* [Raw data]
· · · · ·

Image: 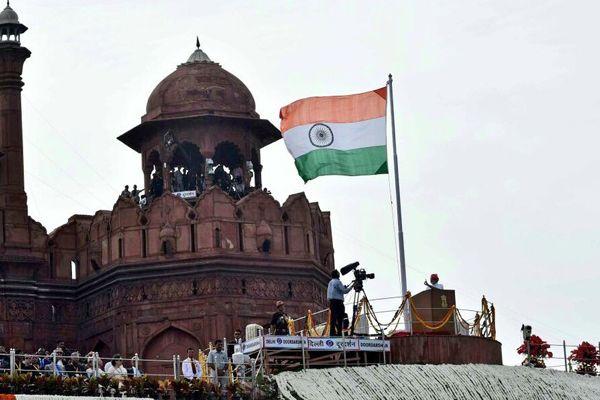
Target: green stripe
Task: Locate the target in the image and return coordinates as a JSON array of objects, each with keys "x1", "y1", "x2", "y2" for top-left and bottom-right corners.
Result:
[{"x1": 296, "y1": 146, "x2": 388, "y2": 182}]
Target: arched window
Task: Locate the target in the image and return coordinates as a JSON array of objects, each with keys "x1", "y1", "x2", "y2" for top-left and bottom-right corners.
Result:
[
  {"x1": 71, "y1": 260, "x2": 79, "y2": 280},
  {"x1": 215, "y1": 228, "x2": 221, "y2": 249},
  {"x1": 190, "y1": 224, "x2": 196, "y2": 253},
  {"x1": 119, "y1": 238, "x2": 125, "y2": 259},
  {"x1": 142, "y1": 229, "x2": 148, "y2": 258},
  {"x1": 283, "y1": 225, "x2": 290, "y2": 254},
  {"x1": 169, "y1": 142, "x2": 206, "y2": 192}
]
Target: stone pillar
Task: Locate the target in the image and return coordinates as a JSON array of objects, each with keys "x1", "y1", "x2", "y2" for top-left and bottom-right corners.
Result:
[{"x1": 0, "y1": 42, "x2": 31, "y2": 250}]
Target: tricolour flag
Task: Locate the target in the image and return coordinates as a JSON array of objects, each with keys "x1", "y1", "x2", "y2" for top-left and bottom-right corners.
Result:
[{"x1": 279, "y1": 87, "x2": 388, "y2": 182}]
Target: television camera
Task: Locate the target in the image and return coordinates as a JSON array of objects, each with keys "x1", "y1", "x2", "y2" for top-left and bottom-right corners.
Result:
[
  {"x1": 340, "y1": 261, "x2": 375, "y2": 292},
  {"x1": 340, "y1": 261, "x2": 375, "y2": 335}
]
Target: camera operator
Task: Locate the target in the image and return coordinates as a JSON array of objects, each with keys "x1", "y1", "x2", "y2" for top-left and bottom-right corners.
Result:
[{"x1": 327, "y1": 269, "x2": 352, "y2": 336}]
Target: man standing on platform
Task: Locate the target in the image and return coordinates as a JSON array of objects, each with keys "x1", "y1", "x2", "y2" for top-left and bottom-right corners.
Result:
[
  {"x1": 181, "y1": 347, "x2": 202, "y2": 380},
  {"x1": 425, "y1": 274, "x2": 444, "y2": 290},
  {"x1": 206, "y1": 339, "x2": 229, "y2": 388},
  {"x1": 270, "y1": 300, "x2": 290, "y2": 335},
  {"x1": 327, "y1": 269, "x2": 352, "y2": 336}
]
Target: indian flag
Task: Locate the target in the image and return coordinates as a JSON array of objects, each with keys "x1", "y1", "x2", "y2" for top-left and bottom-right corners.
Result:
[{"x1": 279, "y1": 87, "x2": 388, "y2": 182}]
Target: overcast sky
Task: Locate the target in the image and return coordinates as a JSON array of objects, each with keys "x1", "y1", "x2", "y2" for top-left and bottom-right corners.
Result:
[{"x1": 12, "y1": 0, "x2": 600, "y2": 365}]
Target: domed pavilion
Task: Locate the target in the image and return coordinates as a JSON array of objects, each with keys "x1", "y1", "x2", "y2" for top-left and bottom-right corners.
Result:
[{"x1": 0, "y1": 6, "x2": 334, "y2": 372}]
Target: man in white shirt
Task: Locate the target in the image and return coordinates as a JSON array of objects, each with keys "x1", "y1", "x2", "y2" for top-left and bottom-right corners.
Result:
[
  {"x1": 425, "y1": 274, "x2": 444, "y2": 290},
  {"x1": 104, "y1": 354, "x2": 121, "y2": 373},
  {"x1": 327, "y1": 269, "x2": 353, "y2": 336},
  {"x1": 181, "y1": 347, "x2": 202, "y2": 380},
  {"x1": 108, "y1": 354, "x2": 127, "y2": 379},
  {"x1": 206, "y1": 339, "x2": 229, "y2": 388}
]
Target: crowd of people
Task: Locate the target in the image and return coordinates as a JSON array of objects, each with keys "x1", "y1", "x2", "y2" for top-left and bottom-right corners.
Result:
[
  {"x1": 121, "y1": 159, "x2": 254, "y2": 206},
  {"x1": 0, "y1": 342, "x2": 141, "y2": 378},
  {"x1": 0, "y1": 329, "x2": 251, "y2": 387}
]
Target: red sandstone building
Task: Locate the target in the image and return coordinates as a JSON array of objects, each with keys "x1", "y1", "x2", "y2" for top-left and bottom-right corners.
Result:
[{"x1": 0, "y1": 6, "x2": 334, "y2": 370}]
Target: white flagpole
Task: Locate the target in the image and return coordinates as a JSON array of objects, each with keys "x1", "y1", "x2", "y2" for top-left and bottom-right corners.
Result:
[{"x1": 387, "y1": 74, "x2": 408, "y2": 296}]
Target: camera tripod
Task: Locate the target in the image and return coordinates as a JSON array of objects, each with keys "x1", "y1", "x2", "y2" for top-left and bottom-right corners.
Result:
[{"x1": 350, "y1": 282, "x2": 383, "y2": 336}]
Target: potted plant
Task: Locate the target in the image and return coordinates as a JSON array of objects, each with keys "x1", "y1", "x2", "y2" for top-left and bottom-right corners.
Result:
[
  {"x1": 517, "y1": 335, "x2": 552, "y2": 368},
  {"x1": 569, "y1": 342, "x2": 600, "y2": 376}
]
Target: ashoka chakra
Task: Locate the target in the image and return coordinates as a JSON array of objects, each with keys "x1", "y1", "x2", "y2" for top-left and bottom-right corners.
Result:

· · · · ·

* [Job]
Return each line in the rows above that contains the word "white", copied without changes.

* [Exercise answer]
Target: man in white shirt
Target: white flagpole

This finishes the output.